● **Aim**: Reproduce only the stretch of material from the line containing "Task: where can the long" through the line containing "x=563, y=454", keeping every line, and increase each coordinate in the answers by 78.

** START **

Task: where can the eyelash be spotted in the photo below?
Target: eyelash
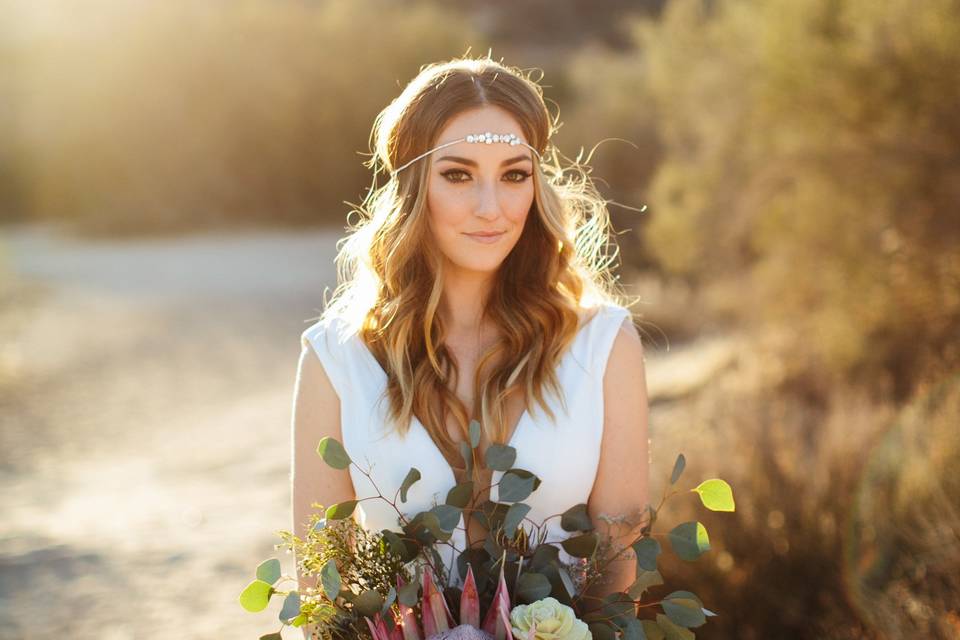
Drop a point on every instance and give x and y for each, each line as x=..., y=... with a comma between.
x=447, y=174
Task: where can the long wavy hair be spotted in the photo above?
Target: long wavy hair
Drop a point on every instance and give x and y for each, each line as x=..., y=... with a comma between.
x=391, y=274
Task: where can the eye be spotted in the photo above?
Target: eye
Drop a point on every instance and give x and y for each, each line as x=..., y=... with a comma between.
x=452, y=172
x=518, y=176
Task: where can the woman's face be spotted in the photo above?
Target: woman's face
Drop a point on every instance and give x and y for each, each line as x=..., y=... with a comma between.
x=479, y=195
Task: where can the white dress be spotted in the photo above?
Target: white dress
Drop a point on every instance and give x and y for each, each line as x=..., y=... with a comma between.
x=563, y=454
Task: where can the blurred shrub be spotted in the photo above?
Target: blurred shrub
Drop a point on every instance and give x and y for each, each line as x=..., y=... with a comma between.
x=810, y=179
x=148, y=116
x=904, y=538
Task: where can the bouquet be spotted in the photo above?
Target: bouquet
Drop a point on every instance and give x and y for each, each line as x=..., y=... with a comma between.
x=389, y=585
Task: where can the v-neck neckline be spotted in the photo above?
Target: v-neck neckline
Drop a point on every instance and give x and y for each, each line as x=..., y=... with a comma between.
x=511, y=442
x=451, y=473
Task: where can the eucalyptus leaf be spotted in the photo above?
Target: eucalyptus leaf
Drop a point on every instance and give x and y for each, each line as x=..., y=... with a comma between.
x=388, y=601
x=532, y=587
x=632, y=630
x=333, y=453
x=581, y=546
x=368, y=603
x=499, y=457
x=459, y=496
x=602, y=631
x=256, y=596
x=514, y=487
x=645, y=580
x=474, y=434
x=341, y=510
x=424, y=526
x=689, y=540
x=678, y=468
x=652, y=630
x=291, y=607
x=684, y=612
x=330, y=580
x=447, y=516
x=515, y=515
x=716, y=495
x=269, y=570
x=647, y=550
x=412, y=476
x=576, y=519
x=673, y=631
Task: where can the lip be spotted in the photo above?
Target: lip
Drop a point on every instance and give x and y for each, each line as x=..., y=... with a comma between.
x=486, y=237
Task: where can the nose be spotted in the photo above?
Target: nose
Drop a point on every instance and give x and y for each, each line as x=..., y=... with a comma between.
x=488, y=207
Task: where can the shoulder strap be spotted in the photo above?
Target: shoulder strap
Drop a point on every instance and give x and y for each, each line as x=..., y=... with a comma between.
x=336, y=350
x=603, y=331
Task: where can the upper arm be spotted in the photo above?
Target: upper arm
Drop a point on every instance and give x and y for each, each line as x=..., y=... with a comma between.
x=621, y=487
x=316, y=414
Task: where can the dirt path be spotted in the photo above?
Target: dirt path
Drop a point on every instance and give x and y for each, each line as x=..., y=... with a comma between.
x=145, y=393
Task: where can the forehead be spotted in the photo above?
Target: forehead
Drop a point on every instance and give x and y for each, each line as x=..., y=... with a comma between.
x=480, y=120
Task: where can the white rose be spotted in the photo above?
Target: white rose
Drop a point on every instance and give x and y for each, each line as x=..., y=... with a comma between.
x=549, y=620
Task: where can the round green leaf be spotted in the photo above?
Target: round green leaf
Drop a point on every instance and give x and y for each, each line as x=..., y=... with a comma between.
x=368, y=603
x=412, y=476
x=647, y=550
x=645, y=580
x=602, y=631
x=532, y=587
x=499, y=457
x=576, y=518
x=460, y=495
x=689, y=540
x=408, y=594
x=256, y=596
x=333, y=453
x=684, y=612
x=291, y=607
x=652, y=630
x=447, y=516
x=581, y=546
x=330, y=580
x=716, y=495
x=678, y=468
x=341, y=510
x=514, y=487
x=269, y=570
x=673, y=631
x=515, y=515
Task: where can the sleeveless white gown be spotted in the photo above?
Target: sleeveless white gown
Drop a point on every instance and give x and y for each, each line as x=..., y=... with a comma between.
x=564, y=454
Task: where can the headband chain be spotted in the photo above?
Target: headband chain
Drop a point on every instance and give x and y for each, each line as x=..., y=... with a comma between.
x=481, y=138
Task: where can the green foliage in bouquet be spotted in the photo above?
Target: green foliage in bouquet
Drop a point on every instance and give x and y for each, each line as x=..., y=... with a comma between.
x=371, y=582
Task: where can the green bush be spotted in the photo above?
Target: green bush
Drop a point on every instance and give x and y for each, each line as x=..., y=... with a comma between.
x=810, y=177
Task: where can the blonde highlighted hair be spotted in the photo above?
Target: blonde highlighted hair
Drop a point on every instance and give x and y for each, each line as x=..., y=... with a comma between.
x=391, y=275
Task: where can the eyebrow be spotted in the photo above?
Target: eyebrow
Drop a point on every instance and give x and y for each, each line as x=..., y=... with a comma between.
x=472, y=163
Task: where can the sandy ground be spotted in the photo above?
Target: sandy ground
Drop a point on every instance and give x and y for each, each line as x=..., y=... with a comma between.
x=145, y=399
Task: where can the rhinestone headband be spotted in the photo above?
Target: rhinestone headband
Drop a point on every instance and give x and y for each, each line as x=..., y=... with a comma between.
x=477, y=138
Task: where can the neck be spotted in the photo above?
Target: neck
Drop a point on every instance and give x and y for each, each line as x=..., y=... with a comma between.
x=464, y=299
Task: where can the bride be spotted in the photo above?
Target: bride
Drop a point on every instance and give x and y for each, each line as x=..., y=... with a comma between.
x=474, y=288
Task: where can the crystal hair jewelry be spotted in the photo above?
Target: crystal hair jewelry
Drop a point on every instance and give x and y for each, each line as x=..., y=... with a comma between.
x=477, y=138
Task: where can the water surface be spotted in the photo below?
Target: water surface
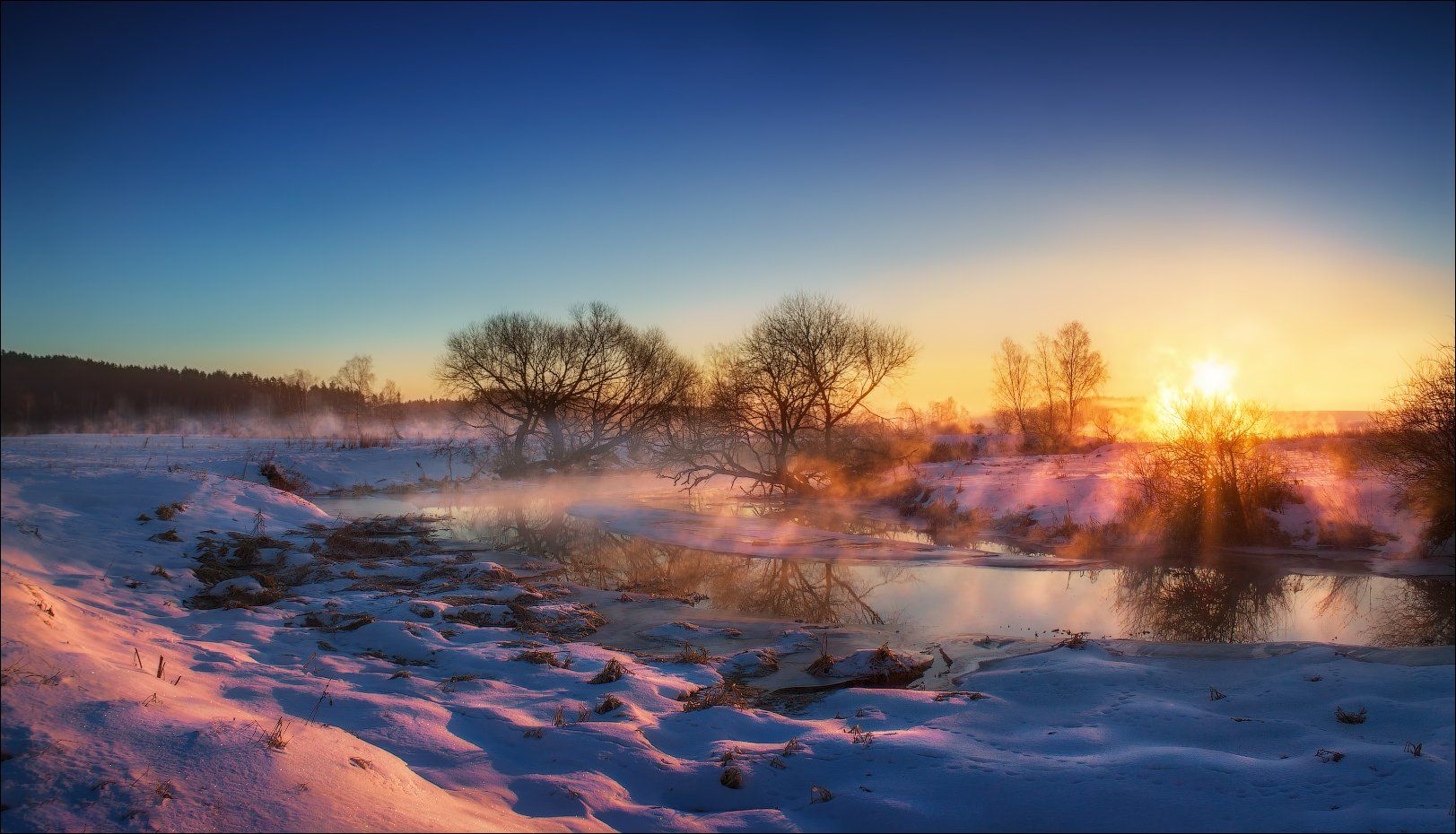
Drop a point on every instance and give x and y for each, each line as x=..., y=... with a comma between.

** END **

● **Exercise result**:
Task: where can the long wavy hair be spotted in the photo above?
Target: long wavy hair
Drop a point on every instance and give x and y for each, each line as x=..., y=... with a comma between.
x=469, y=352
Task: where can the eye be spotted in the photo above?
Target: eye
Drop a point on every instance and give x and y for each, each line as x=..., y=... with a comma between.
x=530, y=250
x=596, y=254
Task: where can the woman's face be spotted in the photo above?
Target: woman's face
Drop a point on every instance and give x and y for each, each line as x=..., y=... with a comma between.
x=557, y=273
Task: where can the white dress be spotted in the photo above?
Target: white dress
Drop a point on every instance and give x and y for each, each line as x=..., y=... with a comma between.
x=641, y=532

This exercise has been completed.